- [Goal of the exercise]:
Give every line of the material again, exactly as written.

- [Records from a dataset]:
== == ==

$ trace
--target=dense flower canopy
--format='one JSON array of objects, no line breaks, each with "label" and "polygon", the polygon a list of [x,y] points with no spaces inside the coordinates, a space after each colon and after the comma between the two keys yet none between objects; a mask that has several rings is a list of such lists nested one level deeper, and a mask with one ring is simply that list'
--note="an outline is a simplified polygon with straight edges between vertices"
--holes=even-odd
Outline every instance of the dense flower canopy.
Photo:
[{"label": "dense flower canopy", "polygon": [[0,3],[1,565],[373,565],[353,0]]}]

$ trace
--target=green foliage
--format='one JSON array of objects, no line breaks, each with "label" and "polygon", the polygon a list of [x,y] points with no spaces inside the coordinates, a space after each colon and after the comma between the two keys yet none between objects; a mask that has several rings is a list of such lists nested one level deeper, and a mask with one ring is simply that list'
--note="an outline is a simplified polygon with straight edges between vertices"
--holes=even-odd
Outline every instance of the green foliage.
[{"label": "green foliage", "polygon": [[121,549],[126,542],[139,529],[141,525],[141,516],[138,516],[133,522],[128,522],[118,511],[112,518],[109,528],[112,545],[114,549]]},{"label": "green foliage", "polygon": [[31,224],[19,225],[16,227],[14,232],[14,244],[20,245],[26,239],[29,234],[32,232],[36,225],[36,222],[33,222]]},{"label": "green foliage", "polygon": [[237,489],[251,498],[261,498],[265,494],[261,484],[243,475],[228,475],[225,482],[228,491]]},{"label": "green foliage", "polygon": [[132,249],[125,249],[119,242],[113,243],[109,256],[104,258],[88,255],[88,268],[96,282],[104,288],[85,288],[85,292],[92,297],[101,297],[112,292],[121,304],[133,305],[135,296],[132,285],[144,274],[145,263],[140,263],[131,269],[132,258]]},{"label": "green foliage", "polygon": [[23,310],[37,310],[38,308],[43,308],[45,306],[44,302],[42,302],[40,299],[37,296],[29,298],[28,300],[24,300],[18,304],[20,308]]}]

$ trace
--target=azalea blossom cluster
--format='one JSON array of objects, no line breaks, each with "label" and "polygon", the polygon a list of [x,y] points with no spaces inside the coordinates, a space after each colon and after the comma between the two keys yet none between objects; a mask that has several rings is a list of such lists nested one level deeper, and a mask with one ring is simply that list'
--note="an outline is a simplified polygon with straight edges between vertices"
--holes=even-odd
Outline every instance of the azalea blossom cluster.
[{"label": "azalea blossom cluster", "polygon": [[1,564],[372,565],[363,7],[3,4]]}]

== == ==

- [Answer to this problem]:
$ trace
--target=dense flower canopy
--format='one JSON array of objects, no line breaks, each with "label" and "polygon", the polygon a list of [x,y] points with no spaces inside the coordinates, a space after each colon and after the comma between the two keys yet none between objects; a mask that has several rings is a list of such lists nested one level deeper, and a mask with one ring is simply that list'
--note="an outline is a simplified polygon with straight edges between vertices"
--holes=even-odd
Outline every instance of the dense flower canopy.
Photo:
[{"label": "dense flower canopy", "polygon": [[0,3],[1,565],[373,565],[353,0]]}]

$ trace
--target=green foliage
--format='one JSON array of objects, no line breaks, each with "label" and "polygon", the polygon a list of [x,y] points with no spaces inside the coordinates, a space after each colon and after the comma between the two keys yet none between objects; a mask that has several rings is a list of such lists nested one level deeper, and a mask with one ring is simply that list'
--note="an outline is a simplified polygon with straight edges between vertices"
--holes=even-odd
Outline every instance of the green foliage.
[{"label": "green foliage", "polygon": [[121,549],[126,542],[139,529],[141,525],[141,516],[138,516],[133,522],[128,522],[118,511],[112,518],[109,528],[112,545],[114,549]]},{"label": "green foliage", "polygon": [[31,224],[19,225],[16,227],[14,232],[14,244],[20,245],[26,239],[29,234],[32,232],[36,225],[36,222],[33,222]]},{"label": "green foliage", "polygon": [[237,489],[251,498],[261,498],[265,494],[261,484],[243,475],[228,475],[225,482],[228,491]]},{"label": "green foliage", "polygon": [[132,249],[125,249],[119,242],[113,243],[109,256],[104,258],[88,255],[88,268],[96,282],[104,288],[85,288],[85,292],[92,297],[101,297],[112,292],[121,304],[133,305],[135,296],[132,285],[144,274],[145,263],[140,263],[131,269],[132,258]]},{"label": "green foliage", "polygon": [[23,310],[37,310],[38,308],[43,308],[45,306],[44,302],[42,302],[40,299],[37,296],[29,298],[28,300],[24,300],[18,304],[20,308]]}]

$ trace
--target=azalea blossom cluster
--format='one JSON array of objects, no line breaks, each with "label" and "polygon", the polygon a list of [x,y] points with no spaces inside the coordinates, a space after each colon and after the comma between the two keys yet none between objects; a mask that has several rings is a list of such lists nested one level deeper, and a mask with one ring is simply that list'
--note="an outline is a simplified polygon with straight edges between vertices"
--holes=even-odd
Outline every instance of the azalea blossom cluster.
[{"label": "azalea blossom cluster", "polygon": [[1,564],[372,565],[363,7],[3,4]]}]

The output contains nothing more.